(Entries from a pointing dataset)
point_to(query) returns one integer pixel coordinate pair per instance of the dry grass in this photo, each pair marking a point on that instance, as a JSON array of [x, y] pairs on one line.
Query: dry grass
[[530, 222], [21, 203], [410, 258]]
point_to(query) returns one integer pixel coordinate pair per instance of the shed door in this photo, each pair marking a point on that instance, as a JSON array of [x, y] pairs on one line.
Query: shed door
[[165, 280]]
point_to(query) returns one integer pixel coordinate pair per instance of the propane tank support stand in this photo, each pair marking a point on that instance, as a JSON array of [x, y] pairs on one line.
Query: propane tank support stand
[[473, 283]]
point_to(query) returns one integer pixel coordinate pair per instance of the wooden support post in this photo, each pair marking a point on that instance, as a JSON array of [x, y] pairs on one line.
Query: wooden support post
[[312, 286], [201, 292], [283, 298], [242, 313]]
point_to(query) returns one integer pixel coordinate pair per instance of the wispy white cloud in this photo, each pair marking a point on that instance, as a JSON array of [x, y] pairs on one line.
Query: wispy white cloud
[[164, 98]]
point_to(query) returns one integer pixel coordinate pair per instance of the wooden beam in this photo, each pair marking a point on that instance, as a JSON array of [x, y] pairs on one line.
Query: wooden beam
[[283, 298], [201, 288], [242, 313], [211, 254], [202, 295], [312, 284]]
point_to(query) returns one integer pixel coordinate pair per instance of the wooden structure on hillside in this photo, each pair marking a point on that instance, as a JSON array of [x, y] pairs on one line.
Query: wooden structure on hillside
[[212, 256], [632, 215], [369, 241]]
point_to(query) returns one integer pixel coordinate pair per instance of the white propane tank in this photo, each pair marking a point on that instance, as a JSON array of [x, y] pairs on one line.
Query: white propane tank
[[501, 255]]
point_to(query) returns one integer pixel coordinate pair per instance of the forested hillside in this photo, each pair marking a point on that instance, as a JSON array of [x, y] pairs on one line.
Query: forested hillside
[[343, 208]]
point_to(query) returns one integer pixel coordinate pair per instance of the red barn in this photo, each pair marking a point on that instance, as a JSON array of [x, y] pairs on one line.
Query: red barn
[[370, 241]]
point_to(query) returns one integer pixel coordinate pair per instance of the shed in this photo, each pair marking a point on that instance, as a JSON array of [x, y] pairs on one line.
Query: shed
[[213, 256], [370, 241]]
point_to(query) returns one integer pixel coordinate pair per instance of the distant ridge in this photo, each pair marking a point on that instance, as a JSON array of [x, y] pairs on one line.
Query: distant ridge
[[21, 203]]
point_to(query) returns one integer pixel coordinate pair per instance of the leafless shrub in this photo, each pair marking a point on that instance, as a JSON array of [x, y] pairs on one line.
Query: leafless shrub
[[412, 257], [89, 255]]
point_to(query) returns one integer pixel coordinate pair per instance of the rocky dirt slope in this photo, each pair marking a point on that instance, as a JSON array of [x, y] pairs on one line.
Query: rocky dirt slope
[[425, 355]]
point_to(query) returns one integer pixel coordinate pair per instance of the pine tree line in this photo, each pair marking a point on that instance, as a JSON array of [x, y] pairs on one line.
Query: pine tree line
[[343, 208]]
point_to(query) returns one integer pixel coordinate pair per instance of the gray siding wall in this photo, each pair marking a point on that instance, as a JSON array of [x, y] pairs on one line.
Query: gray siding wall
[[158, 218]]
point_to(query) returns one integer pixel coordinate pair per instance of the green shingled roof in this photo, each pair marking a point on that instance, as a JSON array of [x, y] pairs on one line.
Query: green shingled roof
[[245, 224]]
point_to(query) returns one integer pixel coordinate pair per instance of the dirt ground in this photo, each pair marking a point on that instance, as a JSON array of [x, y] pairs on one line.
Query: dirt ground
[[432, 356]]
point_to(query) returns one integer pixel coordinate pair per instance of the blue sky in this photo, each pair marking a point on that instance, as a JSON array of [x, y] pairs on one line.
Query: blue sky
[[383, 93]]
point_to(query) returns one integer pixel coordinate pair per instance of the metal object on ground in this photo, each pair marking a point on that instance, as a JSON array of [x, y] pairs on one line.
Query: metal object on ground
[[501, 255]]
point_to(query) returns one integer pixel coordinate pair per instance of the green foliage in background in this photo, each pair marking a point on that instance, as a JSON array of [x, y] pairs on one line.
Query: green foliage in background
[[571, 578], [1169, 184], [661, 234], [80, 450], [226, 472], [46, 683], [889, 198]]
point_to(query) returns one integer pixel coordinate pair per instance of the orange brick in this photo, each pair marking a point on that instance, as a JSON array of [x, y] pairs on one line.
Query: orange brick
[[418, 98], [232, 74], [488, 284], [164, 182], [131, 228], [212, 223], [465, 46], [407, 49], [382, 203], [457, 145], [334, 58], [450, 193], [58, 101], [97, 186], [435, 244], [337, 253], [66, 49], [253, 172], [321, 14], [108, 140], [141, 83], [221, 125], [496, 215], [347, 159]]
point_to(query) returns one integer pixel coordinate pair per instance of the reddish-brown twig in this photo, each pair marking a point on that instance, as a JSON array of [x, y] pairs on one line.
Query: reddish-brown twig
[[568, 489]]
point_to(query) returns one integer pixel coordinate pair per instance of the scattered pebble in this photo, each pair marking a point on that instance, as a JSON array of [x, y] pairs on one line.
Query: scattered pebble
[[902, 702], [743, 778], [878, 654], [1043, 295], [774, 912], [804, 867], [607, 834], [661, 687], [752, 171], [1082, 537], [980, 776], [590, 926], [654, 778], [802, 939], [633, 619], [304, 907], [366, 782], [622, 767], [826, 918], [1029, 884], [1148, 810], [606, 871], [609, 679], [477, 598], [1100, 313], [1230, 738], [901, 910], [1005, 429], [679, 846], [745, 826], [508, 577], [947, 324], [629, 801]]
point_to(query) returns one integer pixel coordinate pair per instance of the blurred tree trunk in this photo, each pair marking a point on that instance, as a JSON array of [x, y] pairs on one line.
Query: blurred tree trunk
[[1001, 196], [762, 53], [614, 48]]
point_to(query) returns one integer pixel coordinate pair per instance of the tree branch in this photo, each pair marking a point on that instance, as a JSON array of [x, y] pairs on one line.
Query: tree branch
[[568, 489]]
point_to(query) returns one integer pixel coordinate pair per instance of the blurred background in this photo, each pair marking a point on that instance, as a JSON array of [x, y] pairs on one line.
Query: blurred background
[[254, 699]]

Given problem
Give all of the entries above as a two-column CSV with the columns input and output, one row per entry. Put each entry's text in input and its answer in output, each in one quoted field with line breaks turned into spaces.

Exercise answer
input,output
"point_to(query) returns one integer pixel coordinate pair per instance of the dry grass in this photo, each pair marking a point on that instance, as a JSON array of [x, y] pairs on one line. Query: dry grass","[[530, 222], [21, 203], [410, 258]]"
"point_to(query) returns one integer pixel coordinate pair per instance of the shed door in this photo, each pair marking a point on that instance, as a JSON array of [x, y] pairs on one line. Query: shed door","[[165, 280]]"
"point_to(query) returns one integer pixel coordinate pair per instance of the propane tank support stand in this photo, each pair marking a point on that instance, as a JSON array of [x, y] pairs on one line. Query: propane tank support stand","[[473, 283]]"
"point_to(query) returns one integer pixel coordinate pair per instance of the wooden support post in this photo, each pair marking a point on that instance, as a JSON array of [x, y] pairs on one line. Query: wooden support post","[[312, 286], [201, 292], [283, 298], [242, 313]]"
"point_to(query) returns one integer pixel coordinate pair per instance of the wispy white cloud in this photo, each pair marking a point on that instance, as a JSON array of [x, y] pairs on one line. Query: wispy white cloud","[[164, 98]]"
"point_to(query) returns one integer pixel coordinate pair per instance of the wooden beam in this photo, each pair marking a point on that instance, as a JSON array of [x, y] pairs on one line. Query: wooden beam","[[283, 298], [201, 288], [242, 313], [211, 254], [202, 295], [312, 284]]"
"point_to(query) returns one integer pixel coordinate pair per instance of the wooden structure on hillside in this photo, each pair marking a point on that instance, as a JSON array of [x, y] pairs on one line. Query: wooden structure on hillside","[[212, 256], [632, 215], [369, 241]]"
"point_to(query) returns one integer pixel coordinate pair per instance of the white propane tank in this photo, each pair marking a point on that instance, as a JSON array of [x, y] pairs on one line. Query: white propane tank","[[501, 255]]"
"point_to(query) returns one integer pixel coordinate pair per instance of the forested hillside in this photo, each pair marking a point on that instance, as a JSON array of [x, y] pairs on one line. Query: forested hillside","[[343, 208]]"
"point_to(query) returns one integer pixel coordinate pair per instance of the red barn in this photo, each pair marking a point on that instance, as a JSON array of [x, y] pairs on one line. Query: red barn","[[370, 241]]"
"point_to(query) returns one integer pixel coordinate pair per instance of the shed in this photo, each pair marking a point on that instance, as a JSON array of [x, y] pairs on one line. Query: shed","[[213, 256], [370, 241]]"
"point_to(query) returns one integer pixel coordinate pair per instance of the distant ridge in this photo, each pair marking a point on that instance, as a JSON array of [x, y] pairs on one line. Query: distant ridge","[[21, 203]]"
"point_to(query) returns one integer pixel coordinate pair per instance of the leafless shrub in this photo, each pair marking a point on that instance, as a JSON array of [x, y] pairs on one line. Query: leafless shrub","[[412, 257], [89, 255]]"
"point_to(query) returns one integer pixel coordinate pair per instance of the rocky dirt slope in this photo, each pair marking a point on that instance, as a JSON array of [x, y] pairs on one line. Query: rocky dirt slope","[[425, 355]]"
"point_to(query) returns one integer pixel coordinate pair per instance of the pine tree line in this photo, each pair marking a point on that instance, as a JSON array of [x, y] pairs on one line. Query: pine tree line","[[343, 208]]"
"point_to(query) returns one integer pixel coordinate pair per instance of the gray siding wall in this photo, each pair marking a point on that instance, as a JSON array of [x, y] pairs on one line. Query: gray siding wall","[[158, 218]]"
"point_to(query) returns one integer pixel coordinate pair per instance of the green shingled roof in this photo, each pair marking a point on that instance, as a JSON array of [x, y] pairs on one line. Query: green shingled roof","[[245, 224]]"
"point_to(query) returns one integer pixel coordinate pair per instance of the dirt ground in this photo, each pair marking a point on that instance, as a JSON array of [x, y] pairs on one line. Query: dirt ground","[[432, 356]]"
"point_to(query) returns one integer pixel coordinate pair per instance of the blue sky in this photo, each pair marking a point on that instance, as a JSON array of [x, y] pairs on one line. Query: blue sky","[[383, 93]]"
"point_to(query) returns one integer pixel coordinate pair per instance of the metal object on ground in this photo, each pair marking a point on that instance, as a JSON array of [x, y] pairs on one line. Query: metal object on ground","[[501, 255]]"
"point_to(query) returns one integer pixel coordinate pair per instance of the green foliage in background in this photo, each pair marking a point on that instance, as a JSON array of [x, y] pairs on one line. Query: green foliage in background","[[571, 578], [1169, 184], [661, 234], [80, 450], [226, 472], [46, 683], [889, 198]]"
"point_to(query) returns one integer pixel coordinate pair per instance of the orange brick in this photo, each pair marking a point on that instance, as a JSON array of [x, y] pairs on one line. Query: orange brick","[[418, 98], [232, 74], [488, 284], [164, 182], [131, 228], [212, 223], [465, 46], [407, 49], [382, 203], [457, 145], [334, 58], [450, 193], [58, 101], [97, 186], [435, 244], [337, 253], [66, 49], [253, 172], [321, 14], [108, 140], [141, 83], [221, 125], [496, 215], [347, 159]]"
"point_to(query) returns one integer pixel coordinate pair per instance of the reddish-brown twig in this photo, each pair marking a point on that instance, as a JSON array of [x, y] pairs on one line. Query: reddish-brown twig","[[568, 489]]"
"point_to(query) returns one integer pixel coordinate pair per instance of the scattered pebble in this photo, each pair marking a point on that instance, as a JSON array of [x, y] pairs on one line. Query: scattered pebble","[[902, 702], [743, 778], [878, 654], [1043, 295], [774, 912], [804, 867], [607, 834], [661, 687], [752, 171], [1082, 537], [980, 776], [590, 926], [654, 778], [802, 939], [633, 619], [304, 907], [366, 782], [622, 767], [826, 918], [1029, 884], [1148, 810], [606, 871], [609, 679], [477, 598], [1100, 313], [1230, 738], [901, 910], [1005, 429], [679, 846], [745, 826], [508, 577], [947, 324], [629, 801]]"
"point_to(query) returns one integer pixel coordinate pair per instance of the blurred tree trunk in this photo, each pair marking a point on that instance, as a JSON array of [x, y] pairs on one line. Query: blurred tree trunk","[[1001, 196], [762, 53], [614, 48]]"
"point_to(query) returns one integer pixel coordinate pair per instance of the tree branch in this photo, each pair marking a point on that instance, as a JSON array of [x, y] pairs on one line. Query: tree branch","[[568, 489]]"
"point_to(query) returns one integer pixel coordinate pair per instance of the blurred background in this photo, each pair marking a point on that instance, as a JSON array of [x, y] pairs on one line. Query: blurred background","[[254, 699]]"